### YOUR ASSIGNMENT
Without including the pictures, copy each line below exactly as it reads.

### SUPPLIED ENTRIES
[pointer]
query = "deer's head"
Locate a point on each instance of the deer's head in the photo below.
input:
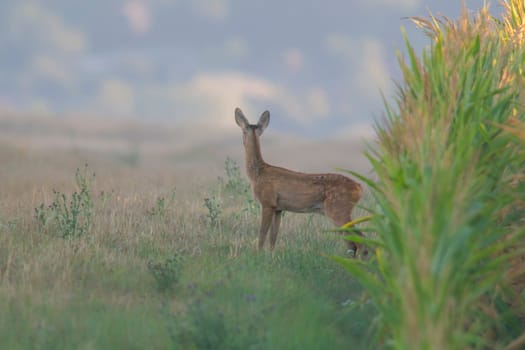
(251, 132)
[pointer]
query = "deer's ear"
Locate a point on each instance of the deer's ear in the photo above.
(240, 119)
(263, 122)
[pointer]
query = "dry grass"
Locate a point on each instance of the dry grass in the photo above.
(115, 286)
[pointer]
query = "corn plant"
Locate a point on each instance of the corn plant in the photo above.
(447, 224)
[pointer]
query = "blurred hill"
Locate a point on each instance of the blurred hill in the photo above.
(320, 66)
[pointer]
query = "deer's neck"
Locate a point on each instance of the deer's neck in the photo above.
(254, 160)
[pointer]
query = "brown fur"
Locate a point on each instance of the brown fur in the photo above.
(279, 189)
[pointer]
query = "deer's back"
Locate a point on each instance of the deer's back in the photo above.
(284, 189)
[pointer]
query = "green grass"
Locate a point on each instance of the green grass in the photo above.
(159, 270)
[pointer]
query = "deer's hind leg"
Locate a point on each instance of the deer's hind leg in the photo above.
(274, 229)
(340, 214)
(267, 218)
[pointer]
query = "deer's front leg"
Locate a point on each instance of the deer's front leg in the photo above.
(266, 220)
(274, 230)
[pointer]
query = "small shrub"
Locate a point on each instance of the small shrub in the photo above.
(166, 273)
(71, 217)
(159, 209)
(214, 210)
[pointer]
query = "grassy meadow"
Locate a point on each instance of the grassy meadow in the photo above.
(153, 245)
(115, 250)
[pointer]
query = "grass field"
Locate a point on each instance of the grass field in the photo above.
(139, 255)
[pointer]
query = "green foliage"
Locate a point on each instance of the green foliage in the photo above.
(70, 217)
(445, 218)
(159, 209)
(213, 205)
(167, 272)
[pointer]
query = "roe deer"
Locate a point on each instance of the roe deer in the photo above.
(279, 189)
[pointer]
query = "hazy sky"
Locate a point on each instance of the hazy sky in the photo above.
(318, 66)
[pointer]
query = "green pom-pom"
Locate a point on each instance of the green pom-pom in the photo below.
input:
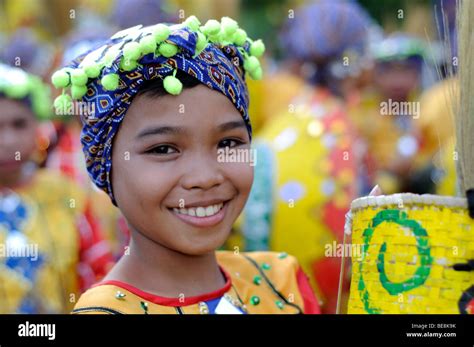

### SOLUTION FOR THIS PROBLEM
[pointer]
query = "deer's head"
Locate a point on each instance of the deer's head in the photo below.
input:
(251, 132)
[pointer]
query = "deer's ear"
Locate a point on each instance of the deer's ear in the photo above.
(240, 119)
(263, 122)
[pointer]
query = "dry grass"
Locate a point on each instance of the dry grass in the photo above.
(115, 286)
[pointer]
query = "corn plant"
Locate a point on each instance of the corn plant in the photo above.
(447, 224)
[pointer]
query = "blurred hill"
Locate a point on each instance of the blurred hill in the photo above.
(320, 66)
[pointer]
query = "deer's neck"
Locate a point on each instance of the deer's neck in the photo above.
(254, 160)
[pointer]
query = "brown fur"
Locate a point on each instance of the brown fur in the photo above.
(279, 189)
[pointer]
query = "deer's back"
Locate a point on each instance of the deer's back in the photo above.
(284, 189)
[pointer]
query = "green grass"
Locate a point on each instance of the green grass in the photo above.
(159, 270)
[pointer]
query = "deer's hind leg"
Locate a point on each instance of the deer's hind leg in the photo above.
(274, 229)
(340, 214)
(267, 218)
[pointer]
query = "deer's front leg"
Locate a point on each instance of the deer's front leg in the photo above.
(266, 220)
(274, 230)
[pointer]
query = "small shrub"
Locate a point on each instance of the small shrub in the photo above.
(166, 273)
(71, 217)
(159, 209)
(214, 210)
[pointer]
query = "grassy meadow"
Locate a point on each instance of the grassy meadow in the photo above.
(153, 245)
(115, 250)
[pointer]
query = "grass field"
Locate a point on each instance of the grass field in the photo above.
(139, 255)
[pointer]
query = "green foliage"
Locate a point on each instance of the green foliage in the photo above.
(70, 217)
(445, 218)
(159, 209)
(213, 205)
(167, 272)
[pointer]
query = "roe deer"
Locate a point on each instance of the roe deer in the photo above.
(279, 189)
[pointer]
query = "hazy sky"
Locate a point on each instance of the hazy sky in the photo above.
(318, 66)
[pointer]
query = "green pom-pom"
Locate a point on each instance of the green pom-pom in the photo below.
input:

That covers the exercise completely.